DOCUMENT SEGMENT
------------

But DSSSL is not an event based model--it is a tree traversal.
In DSSSL you associate context with a make expression to create
a node in a flow object tree.  It is the creation of the flowobject
tree that can affect interactive presentation.  

For example, as the flow object tree is built, the tree could be
presented to the user.  This would require that both the grove
producer and the DSSSL engine be allowed to work on partial
trees--that is, a "not completely parsed" document.  Also, the grove
producer and DSSSL engine must run simultaneously.

Quote:
>I really wanted to see some sort of quick-and-dirty DSSSL implementation
>based on Stk or some such, so that I could see what was going on.

I have one.  I haven't released it because its getting ported to
Kawa.

The Stk version produces a grove first and the can apply a compiled style
sheet to create a flowobject tree.  The a flowobject tree can have a
semantic domain applied to it.  For example, you could apply a semantic
domain of postscript or on-line display.  The concept is setup so you can
apply many semantic domains simultaneously to the same document (grove).

In the Kawa version, we have a concept of an interior and exterior.  For
some flowobject semantic domains it is easier to implement the
semantic as an interior of the flow object.  That is, the flow object
is asked to apply itself to the domain.  For others, as in linearization of
a flowobject tree into RTF, the task of implementing a semantic domain is
easier accomplished as an exterior--a tree traversal object that can maintain
state.

Quote:
>And even if there were such a Q&D implementation, I bet it would
>slurp the whole document into memory, and then march through the
>DSSSL queries, building flow objects. That won't work in an
>interactive situation.

Yes, DSSSL really should have a complete grove to be useful.  Thus,
people might have to wait until the document is loaded to be able to
see the document.  This could be optimzed by a smart DSSSL browser
to figure out if the style sheet requires the grove be complete (e.g.

------------

ITEMS
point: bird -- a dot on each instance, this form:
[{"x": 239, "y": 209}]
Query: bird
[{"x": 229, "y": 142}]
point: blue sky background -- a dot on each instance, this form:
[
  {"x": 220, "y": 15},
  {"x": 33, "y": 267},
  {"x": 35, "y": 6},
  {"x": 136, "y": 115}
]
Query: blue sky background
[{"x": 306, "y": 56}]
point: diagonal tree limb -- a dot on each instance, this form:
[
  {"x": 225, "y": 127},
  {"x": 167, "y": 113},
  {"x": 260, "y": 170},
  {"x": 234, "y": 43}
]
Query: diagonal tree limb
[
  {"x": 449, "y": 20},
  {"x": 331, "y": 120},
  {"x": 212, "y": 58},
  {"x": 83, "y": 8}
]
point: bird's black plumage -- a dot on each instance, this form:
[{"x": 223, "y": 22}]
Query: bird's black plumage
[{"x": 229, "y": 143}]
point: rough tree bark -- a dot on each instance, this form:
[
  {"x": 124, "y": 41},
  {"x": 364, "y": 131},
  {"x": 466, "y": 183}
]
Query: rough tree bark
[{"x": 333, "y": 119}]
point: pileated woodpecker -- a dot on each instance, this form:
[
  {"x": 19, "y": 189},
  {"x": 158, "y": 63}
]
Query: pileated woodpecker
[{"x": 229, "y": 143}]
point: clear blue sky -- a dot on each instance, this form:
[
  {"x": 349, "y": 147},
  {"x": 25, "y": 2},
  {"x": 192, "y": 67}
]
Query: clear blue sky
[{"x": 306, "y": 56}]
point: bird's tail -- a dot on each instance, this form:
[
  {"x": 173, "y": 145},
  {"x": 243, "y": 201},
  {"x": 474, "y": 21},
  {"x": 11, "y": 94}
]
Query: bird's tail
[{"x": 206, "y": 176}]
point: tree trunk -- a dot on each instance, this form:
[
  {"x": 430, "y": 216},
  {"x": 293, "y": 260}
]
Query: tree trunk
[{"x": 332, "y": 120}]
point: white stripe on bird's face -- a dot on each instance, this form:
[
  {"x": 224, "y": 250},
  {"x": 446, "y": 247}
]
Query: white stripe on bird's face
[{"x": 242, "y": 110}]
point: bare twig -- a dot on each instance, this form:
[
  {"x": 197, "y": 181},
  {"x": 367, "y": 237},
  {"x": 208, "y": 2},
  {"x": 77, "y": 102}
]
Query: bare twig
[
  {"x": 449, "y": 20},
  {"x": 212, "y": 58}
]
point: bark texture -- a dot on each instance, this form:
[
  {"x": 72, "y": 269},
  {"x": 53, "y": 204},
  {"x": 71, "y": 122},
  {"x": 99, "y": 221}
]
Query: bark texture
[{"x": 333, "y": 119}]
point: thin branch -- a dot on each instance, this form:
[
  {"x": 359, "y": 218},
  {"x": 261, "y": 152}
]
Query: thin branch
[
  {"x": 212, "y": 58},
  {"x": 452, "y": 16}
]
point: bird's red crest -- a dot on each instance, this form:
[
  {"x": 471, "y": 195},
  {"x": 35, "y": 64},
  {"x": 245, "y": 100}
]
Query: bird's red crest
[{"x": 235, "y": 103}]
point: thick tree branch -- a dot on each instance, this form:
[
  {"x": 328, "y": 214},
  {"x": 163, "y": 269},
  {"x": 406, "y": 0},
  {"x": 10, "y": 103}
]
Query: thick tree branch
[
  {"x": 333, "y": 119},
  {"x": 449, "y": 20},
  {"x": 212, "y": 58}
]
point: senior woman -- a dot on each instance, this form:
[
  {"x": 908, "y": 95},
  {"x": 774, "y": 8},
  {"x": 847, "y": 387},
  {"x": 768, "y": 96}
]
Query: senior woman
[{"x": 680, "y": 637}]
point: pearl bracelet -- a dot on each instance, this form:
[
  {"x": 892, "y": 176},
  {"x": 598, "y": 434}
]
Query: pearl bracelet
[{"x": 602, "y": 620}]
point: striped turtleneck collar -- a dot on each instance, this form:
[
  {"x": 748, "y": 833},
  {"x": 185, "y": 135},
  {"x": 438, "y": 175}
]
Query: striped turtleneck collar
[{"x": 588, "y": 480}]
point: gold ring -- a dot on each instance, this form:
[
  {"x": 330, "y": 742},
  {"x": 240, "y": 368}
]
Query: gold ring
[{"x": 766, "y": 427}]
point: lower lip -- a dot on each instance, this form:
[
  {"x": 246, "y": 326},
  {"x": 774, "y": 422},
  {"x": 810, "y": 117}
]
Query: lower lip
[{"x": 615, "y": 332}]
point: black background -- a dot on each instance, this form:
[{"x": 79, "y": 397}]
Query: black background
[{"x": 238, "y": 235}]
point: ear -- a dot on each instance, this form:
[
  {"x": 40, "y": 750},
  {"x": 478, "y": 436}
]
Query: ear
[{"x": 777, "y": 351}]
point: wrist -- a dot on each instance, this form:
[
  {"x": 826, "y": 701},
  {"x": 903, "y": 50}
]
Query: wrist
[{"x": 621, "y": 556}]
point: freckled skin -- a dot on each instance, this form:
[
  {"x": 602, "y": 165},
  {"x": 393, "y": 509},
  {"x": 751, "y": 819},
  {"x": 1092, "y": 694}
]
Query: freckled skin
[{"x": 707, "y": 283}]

------------

Write out the stretch of the DSSSL discussion from "In DSSSL you" through "affect interactive presentation.".

In DSSSL you associate context with a make expression to create
a node in a flow object tree.  It is the creation of the flowobject
tree that can affect interactive presentation.